▶ **Consigna 1**
Transcribe sin cambios el fragmento del texto sobre la política venezolana que va desde "Pero, a diferencia" hasta "a la presidencia.".
▶ **Consigna 2**
Enumera todos los adverbios terminados en "-mente" que aparecen en el texto sobre la política venezolana.
▶ **Consigna 3**
Traduce al inglés esta oración del texto sobre la política venezolana: "Hay que admitirlo: la desigualdad social en Venezuela era para quitar el aliento."

▶ **Texto proporcionado**

Pero, a diferencia del régimen chavista, donde absolutamente todos los chanchullos se barren debajo de la alfombra, Pérez fue acusado por el Congreso de responsabilidad política tras concluir su primer mandato. Finalmente, sufrió una condena política, pero no administrativa. De haber recibido una condena administrativa, nunca más hubiera podido postularse a la presidencia.

Mientras la clase media se beneficiaba de la largueza del gobierno, y los ricos se hacían obscenamente ricos, desde los cerros de Caracas, en el interior de sus “casas de cartón”, como las rebautizó el cantante y poeta Alí Primera, se iba sazonando un lerdo resentimiento que redundó en la inmensa popularidad del chavismo, y en su permanencia en el poder hasta el día de hoy. Hay que admitirlo: la desigualdad social en Venezuela era para quitar el aliento.

▶ **Datos de expresiones referenciales basadas en fotografías**
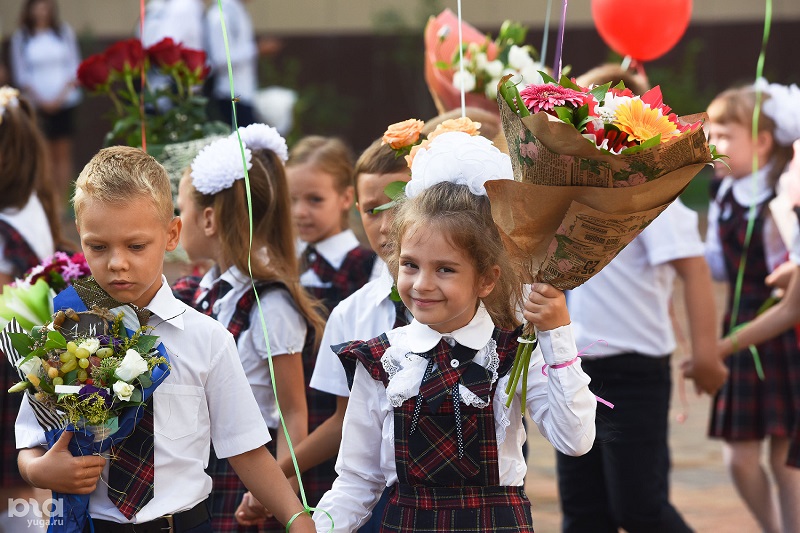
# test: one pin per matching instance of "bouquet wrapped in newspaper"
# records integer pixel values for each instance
(592, 168)
(86, 371)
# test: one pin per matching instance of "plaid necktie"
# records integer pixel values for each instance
(217, 292)
(132, 471)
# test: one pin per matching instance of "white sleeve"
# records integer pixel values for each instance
(286, 327)
(329, 375)
(361, 481)
(560, 403)
(236, 422)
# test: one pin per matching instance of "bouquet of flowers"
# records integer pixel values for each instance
(85, 371)
(486, 61)
(30, 299)
(592, 168)
(176, 112)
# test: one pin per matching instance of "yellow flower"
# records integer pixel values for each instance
(641, 122)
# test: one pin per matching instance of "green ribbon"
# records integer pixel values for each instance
(737, 292)
(303, 499)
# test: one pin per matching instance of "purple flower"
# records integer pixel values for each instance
(88, 390)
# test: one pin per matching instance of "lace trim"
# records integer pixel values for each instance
(501, 419)
(405, 370)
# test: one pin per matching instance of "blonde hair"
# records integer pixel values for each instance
(466, 222)
(24, 168)
(736, 106)
(329, 155)
(117, 174)
(272, 230)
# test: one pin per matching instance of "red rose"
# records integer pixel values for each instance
(93, 72)
(195, 61)
(125, 54)
(165, 53)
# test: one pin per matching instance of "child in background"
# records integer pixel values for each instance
(366, 313)
(333, 263)
(453, 455)
(29, 231)
(749, 411)
(205, 399)
(212, 201)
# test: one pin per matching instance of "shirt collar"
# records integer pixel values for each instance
(475, 335)
(166, 307)
(333, 249)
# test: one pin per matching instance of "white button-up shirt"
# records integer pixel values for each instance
(560, 404)
(205, 398)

▶ **Solución redactada 1**
Pero, a diferencia del régimen chavista, donde absolutamente todos los chanchullos se barren debajo de la alfombra, Pérez fue acusado por el Congreso de responsabilidad política tras concluir su primer mandato. Finalmente, sufrió una condena política, pero no administrativa. De haber recibido una condena administrativa, nunca más hubiera podido postularse a la presidencia.

▶ **Solución redactada 2**
absolutamente
Finalmente
obscenamente

▶ **Solución redactada 3**
It must be admitted: social inequality in Venezuela was breathtaking.